- **STATED PROBLEM**
Reproduce the closing part of the entries exactly: the line with "task | identify every instance of the black and" and all lines after it, ending with the last line, and nothing else.

- **SUPPLIED RECORDS**
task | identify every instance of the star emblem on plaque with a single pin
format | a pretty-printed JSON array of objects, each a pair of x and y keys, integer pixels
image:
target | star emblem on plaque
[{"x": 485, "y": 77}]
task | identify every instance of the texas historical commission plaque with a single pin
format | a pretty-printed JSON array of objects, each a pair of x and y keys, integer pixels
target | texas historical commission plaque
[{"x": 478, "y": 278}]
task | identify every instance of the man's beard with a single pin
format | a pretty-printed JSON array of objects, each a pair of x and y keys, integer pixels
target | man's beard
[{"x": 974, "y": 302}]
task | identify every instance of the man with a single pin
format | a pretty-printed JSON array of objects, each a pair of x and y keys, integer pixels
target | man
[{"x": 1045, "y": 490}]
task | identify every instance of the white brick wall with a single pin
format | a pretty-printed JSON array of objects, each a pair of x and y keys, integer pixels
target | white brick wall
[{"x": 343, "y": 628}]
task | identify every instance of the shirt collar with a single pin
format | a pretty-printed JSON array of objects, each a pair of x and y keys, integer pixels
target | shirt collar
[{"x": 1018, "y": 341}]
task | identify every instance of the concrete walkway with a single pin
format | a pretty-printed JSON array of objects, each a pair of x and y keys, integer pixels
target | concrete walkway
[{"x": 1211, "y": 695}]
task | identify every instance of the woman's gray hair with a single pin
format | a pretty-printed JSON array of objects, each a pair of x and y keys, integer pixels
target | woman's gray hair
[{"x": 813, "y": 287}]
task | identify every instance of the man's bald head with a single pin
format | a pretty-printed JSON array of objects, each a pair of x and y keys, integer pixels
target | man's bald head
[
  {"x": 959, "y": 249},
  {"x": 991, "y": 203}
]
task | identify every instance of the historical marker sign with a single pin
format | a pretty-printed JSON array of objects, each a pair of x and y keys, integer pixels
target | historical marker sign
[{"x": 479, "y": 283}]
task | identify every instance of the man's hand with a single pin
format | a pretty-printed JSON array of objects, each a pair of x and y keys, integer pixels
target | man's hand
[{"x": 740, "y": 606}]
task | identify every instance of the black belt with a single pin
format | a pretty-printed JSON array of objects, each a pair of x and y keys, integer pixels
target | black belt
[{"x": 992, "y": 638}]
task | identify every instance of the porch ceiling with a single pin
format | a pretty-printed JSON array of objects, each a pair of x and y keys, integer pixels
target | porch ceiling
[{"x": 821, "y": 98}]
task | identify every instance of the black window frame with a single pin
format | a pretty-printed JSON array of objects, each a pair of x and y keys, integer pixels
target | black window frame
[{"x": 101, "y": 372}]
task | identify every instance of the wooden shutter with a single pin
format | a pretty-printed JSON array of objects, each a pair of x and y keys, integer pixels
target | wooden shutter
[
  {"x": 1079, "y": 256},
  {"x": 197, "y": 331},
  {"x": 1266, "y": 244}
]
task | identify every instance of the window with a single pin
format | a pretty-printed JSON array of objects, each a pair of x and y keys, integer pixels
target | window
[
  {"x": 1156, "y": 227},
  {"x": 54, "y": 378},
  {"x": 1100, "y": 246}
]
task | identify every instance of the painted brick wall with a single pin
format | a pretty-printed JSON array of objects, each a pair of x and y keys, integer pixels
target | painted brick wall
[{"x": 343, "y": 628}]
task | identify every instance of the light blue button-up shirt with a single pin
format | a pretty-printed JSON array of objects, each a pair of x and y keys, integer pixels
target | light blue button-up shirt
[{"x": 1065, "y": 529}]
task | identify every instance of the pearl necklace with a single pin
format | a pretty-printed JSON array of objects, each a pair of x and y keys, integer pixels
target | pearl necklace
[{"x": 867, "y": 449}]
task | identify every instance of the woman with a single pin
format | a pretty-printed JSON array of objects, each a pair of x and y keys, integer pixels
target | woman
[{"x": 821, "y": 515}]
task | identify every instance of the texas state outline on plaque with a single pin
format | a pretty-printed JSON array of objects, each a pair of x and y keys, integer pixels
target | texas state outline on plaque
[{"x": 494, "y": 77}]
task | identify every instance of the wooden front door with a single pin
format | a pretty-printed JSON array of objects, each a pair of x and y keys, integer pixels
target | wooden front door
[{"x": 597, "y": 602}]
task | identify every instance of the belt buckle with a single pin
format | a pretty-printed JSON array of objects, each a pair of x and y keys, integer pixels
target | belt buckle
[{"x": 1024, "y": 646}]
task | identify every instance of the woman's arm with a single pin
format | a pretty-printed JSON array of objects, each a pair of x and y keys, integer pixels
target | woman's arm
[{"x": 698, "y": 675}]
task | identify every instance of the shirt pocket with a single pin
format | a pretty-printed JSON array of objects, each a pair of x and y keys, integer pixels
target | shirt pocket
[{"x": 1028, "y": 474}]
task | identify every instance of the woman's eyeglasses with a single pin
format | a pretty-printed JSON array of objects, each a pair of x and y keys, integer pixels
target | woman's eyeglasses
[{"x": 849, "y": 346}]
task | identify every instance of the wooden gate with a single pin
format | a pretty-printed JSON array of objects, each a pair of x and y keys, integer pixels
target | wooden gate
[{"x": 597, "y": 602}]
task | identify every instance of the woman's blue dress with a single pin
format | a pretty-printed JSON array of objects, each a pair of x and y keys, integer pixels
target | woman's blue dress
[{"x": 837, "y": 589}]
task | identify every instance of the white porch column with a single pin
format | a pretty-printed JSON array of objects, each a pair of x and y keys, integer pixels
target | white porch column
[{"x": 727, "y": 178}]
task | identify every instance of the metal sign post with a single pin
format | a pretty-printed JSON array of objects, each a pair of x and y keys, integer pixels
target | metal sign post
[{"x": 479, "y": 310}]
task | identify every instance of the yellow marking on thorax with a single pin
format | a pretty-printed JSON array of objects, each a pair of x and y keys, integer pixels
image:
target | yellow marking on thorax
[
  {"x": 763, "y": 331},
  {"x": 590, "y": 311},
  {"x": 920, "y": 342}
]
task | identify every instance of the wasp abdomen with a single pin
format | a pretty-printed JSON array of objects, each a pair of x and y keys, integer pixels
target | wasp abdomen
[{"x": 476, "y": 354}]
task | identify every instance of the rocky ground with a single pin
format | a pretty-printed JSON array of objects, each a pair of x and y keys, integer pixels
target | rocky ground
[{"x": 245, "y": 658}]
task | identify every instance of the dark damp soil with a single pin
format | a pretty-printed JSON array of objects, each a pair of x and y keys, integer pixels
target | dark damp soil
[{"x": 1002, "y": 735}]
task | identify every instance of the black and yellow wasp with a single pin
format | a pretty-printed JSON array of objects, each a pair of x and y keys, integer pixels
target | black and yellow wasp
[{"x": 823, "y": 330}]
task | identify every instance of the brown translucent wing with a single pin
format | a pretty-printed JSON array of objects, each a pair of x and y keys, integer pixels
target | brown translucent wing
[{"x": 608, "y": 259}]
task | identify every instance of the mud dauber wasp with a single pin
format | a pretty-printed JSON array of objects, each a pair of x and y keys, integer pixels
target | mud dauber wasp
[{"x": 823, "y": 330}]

- **SOLUTION TO THE PROBLEM**
task | identify every instance of the black and yellow wasp with a single pin
format | a pretty-printed JSON array of objects, each a pair of x and y keys, integer pixels
target | black and yellow wasp
[{"x": 823, "y": 330}]
task | identify every instance of the brown translucent wing with a single pin
format | a pretty-printed JSON array of objects, each a pair of x and y keys, integer pixels
target | brown translucent wing
[{"x": 608, "y": 259}]
task | identify every instance of the mud dauber wasp with a single pin
format | a pretty-printed JSON array of objects, each a pair of x and y keys, integer pixels
target | mud dauber wasp
[{"x": 823, "y": 330}]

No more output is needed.